> [Exercise goal]
Each record that follows should be repeated exactly, minus any images.

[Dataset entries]

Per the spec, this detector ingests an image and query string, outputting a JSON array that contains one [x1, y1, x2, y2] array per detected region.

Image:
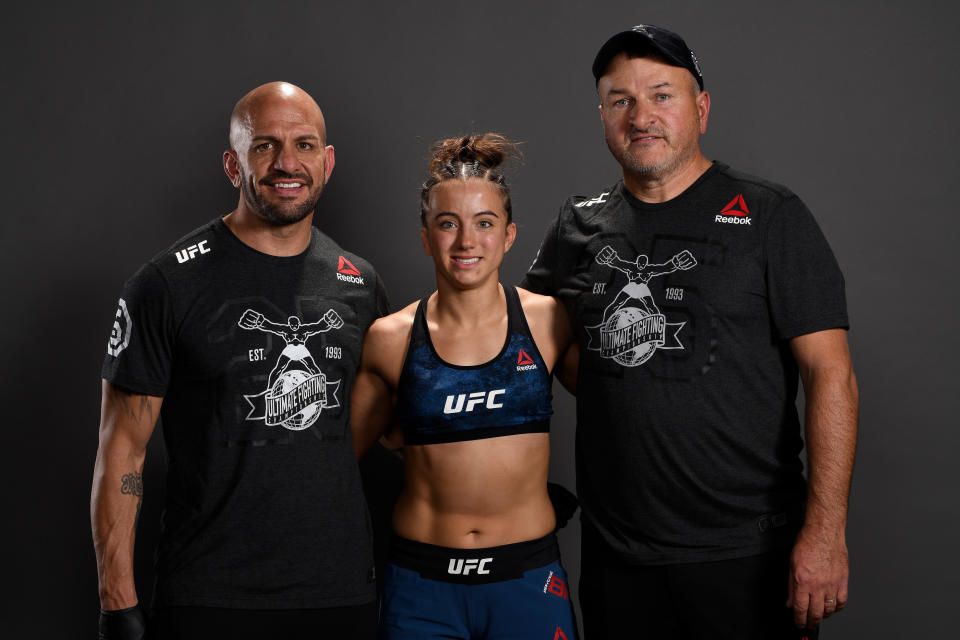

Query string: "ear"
[[696, 90, 711, 135], [420, 226, 432, 257], [223, 150, 242, 188], [503, 222, 517, 253], [323, 145, 336, 183]]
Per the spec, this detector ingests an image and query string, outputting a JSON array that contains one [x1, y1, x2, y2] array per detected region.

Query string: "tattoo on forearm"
[[121, 471, 144, 531], [120, 471, 143, 497]]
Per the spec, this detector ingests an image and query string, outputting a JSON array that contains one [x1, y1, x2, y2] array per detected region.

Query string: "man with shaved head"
[[92, 82, 388, 639], [227, 82, 332, 227]]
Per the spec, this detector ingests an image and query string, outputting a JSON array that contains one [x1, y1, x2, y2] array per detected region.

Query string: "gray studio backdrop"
[[2, 1, 956, 637]]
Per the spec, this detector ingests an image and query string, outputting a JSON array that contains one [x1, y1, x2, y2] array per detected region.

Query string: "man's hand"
[[238, 309, 264, 330], [671, 250, 696, 270], [786, 525, 849, 629], [324, 308, 344, 330]]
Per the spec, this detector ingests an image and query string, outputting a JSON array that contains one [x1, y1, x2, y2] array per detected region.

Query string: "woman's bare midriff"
[[393, 432, 555, 548]]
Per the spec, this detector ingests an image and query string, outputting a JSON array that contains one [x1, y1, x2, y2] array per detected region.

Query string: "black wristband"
[[99, 605, 146, 640]]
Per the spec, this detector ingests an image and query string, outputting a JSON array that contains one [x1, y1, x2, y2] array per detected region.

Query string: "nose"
[[456, 224, 476, 249], [628, 101, 656, 131], [272, 142, 300, 174]]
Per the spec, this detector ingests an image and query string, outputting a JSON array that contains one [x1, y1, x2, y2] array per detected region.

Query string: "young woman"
[[351, 134, 578, 639]]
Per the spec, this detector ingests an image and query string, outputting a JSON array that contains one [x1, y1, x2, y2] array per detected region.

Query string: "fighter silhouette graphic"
[[587, 246, 697, 367], [238, 308, 344, 431]]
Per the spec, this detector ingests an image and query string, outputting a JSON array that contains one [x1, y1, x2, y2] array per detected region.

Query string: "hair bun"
[[420, 132, 521, 225], [429, 133, 518, 175]]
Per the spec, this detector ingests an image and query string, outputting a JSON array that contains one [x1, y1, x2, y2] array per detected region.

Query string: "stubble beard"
[[241, 169, 325, 226], [606, 130, 696, 182]]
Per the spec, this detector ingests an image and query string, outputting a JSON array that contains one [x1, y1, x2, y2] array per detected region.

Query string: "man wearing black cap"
[[522, 25, 858, 638]]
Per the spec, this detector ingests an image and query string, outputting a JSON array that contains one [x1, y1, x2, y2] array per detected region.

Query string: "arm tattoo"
[[115, 389, 154, 424], [121, 471, 144, 531], [120, 471, 143, 497]]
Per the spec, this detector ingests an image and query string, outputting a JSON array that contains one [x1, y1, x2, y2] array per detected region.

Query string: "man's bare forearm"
[[786, 330, 858, 626], [91, 382, 160, 610], [802, 363, 858, 532], [92, 463, 144, 608]]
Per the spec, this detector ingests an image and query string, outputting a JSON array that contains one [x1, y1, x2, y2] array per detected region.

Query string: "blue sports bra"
[[395, 286, 553, 446]]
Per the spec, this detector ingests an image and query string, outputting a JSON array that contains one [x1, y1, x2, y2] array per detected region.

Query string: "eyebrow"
[[605, 81, 673, 96], [251, 134, 321, 143], [434, 210, 501, 219]]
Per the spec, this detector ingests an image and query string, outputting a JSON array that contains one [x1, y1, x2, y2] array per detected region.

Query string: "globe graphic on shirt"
[[603, 307, 659, 367], [269, 369, 322, 431]]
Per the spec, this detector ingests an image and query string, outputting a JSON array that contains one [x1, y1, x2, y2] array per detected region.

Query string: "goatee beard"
[[604, 128, 694, 181], [242, 172, 324, 225]]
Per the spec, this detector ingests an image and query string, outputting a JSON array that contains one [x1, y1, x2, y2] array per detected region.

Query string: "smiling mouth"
[[263, 182, 307, 197], [453, 257, 480, 265], [261, 173, 311, 191]]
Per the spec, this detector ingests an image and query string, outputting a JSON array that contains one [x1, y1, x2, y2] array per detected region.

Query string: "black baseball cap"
[[592, 24, 704, 90]]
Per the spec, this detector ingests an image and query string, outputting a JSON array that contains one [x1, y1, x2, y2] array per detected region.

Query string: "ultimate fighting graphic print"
[[587, 245, 697, 367], [238, 308, 343, 431]]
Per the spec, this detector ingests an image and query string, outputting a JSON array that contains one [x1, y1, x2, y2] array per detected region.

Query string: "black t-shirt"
[[522, 162, 848, 564], [102, 218, 389, 608]]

> [Response to this exercise]
Per the spec, this detector ingests an image and query string, outputting a JSON array that contains one [x1, y1, x2, y2] array per detected region.

Image:

Query string: "ear"
[[696, 90, 711, 135], [420, 226, 432, 257], [223, 150, 242, 188], [503, 222, 517, 253], [323, 145, 336, 183]]
Per the spec, this detector ingests an image and query string, outputting a JSON array that contains one [x1, y1, x2, y2] array per detected region.

Query string: "tattoo on forearm"
[[121, 471, 144, 531], [120, 471, 143, 497]]
Per the spec, this detector ingests an image and query string, outputting a JSON array that contains one [x1, y1, x2, y2] array per detected region.

Query string: "man with shaved head"
[[92, 82, 388, 639], [227, 82, 332, 227]]
Per the spec, this detector ingests an image and query string, outputting a JSON array that contains one [x1, y1, x2, y2] array per detected region.

Query string: "gray studio backdrop"
[[2, 1, 956, 637]]
Per the spec, this detector ingests an image and query string, outputting a JSON array that contains one [x1, y1, x2, y2] array per detected region.

Query string: "man's hand"
[[238, 309, 264, 330], [671, 250, 696, 270], [786, 525, 849, 629], [324, 308, 344, 330]]
Per the spec, this detector ingests an image and query string, outputting a JSON array that contains one [x1, y1, x2, y2] array per detected region.

Query string: "woman's bare midriff"
[[393, 432, 555, 548]]
Per the spec, this detector ingests an image and query string, outputting a JSON array that contains one [x1, y1, x2, y2] array per detected region.

Query string: "black wristband"
[[99, 605, 146, 640]]
Per the spec, this detector ingests an image and query string, outputting a JSON array that contains one [x1, y1, x2, y2] array per detected region.

Query string: "nose"
[[456, 224, 476, 249], [628, 101, 656, 131], [272, 142, 300, 174]]
Per the spec, this detector ingests an image and query string, outputting a JSON array that contains one [x1, y1, x2, y2] array per detected region.

Query string: "young woman"
[[351, 134, 578, 639]]
Per the spec, this detector ingests an image and query string, outputting a JSON array that contains one [x1, y1, x2, y2] array per detected region.

Query string: "fighter silhouette graphic"
[[587, 246, 697, 367], [238, 308, 344, 431]]
Per the spec, this detector ingests an image and query string, outputting a JSON array that contains one [x1, y1, x2, y2] array per detected region.

Query string: "hair bun"
[[420, 132, 521, 225], [429, 133, 518, 175]]
Per the spec, this detector ingests an image and query string, outputting a JSON array that contains one [x1, y1, x2, y2] array per detected region.

Query string: "stubble beard"
[[241, 169, 325, 226], [606, 130, 696, 182]]
Per the spec, this detector ingests an image and query string, outputting a JSON array that contains one [x1, y1, x2, y2] array per detected region.

Query string: "man wearing black cap"
[[522, 25, 858, 638]]
Per the spec, this detector ingests an image and query string, outputting a JSON array that contains one [x1, y1, x2, y2] array per detected region.

Query string: "arm tattoo"
[[115, 389, 154, 424], [121, 471, 144, 531], [120, 471, 143, 497]]
Per the spec, this detector ingests an image and query string, outputting a JSON array that contains one [x1, y1, x2, y2] array per detected region.

Query string: "man's bare forearm"
[[786, 330, 858, 626], [91, 382, 160, 610], [802, 363, 858, 532], [92, 463, 144, 608]]
Per the spec, this detector ingests an image and query string, outputting a JSON array that contains one [x1, y1, x2, y2] array per detected region.

Query string: "blue sports bra"
[[395, 286, 553, 446]]
Per the spec, this detector ingests an image and query string, outputting a JSON array that contains one [x1, y1, x2, y2] array per detected region.

Query string: "eyebrow"
[[605, 81, 673, 96], [251, 134, 321, 143], [434, 210, 501, 219]]
Per the spec, this detector ingests an image and query string, outputting a JSON array that contains one [x1, y1, x2, y2] array per detected region.

Query string: "globe graphic on shirt"
[[603, 307, 659, 367], [269, 369, 322, 431]]
Per the spec, this detector ingests an image and query string, outputting a JSON array that contains one [x1, y1, x2, y2] array per detected region.

Query string: "goatee beard"
[[604, 128, 694, 181], [242, 172, 324, 225]]
Per the spec, this detector ingests an image and query string, outputting a JSON array that contains one [x1, y1, x2, y2] array per detected region.

Query string: "smiling mouth"
[[263, 182, 307, 197], [453, 257, 480, 265], [261, 173, 311, 191]]
Per the spec, this detector ingests an image and query string, outputting a JSON array that contains one [x1, y1, x2, y2] array per detected region.

Query string: "black baseball cap"
[[592, 24, 704, 90]]
Per the spec, this detector ingests an image and query string, outputting a JSON array that contains one [x1, y1, x2, y2] array per detected region.

Query string: "ultimate fighting graphic print"
[[587, 245, 697, 367], [238, 308, 343, 431]]
Per the spec, this detector ingests an image and query string, outputting a JSON array that contains one [x1, y1, x2, y2] array per detected region.

Query string: "black t-shirt"
[[522, 162, 848, 564], [102, 218, 389, 608]]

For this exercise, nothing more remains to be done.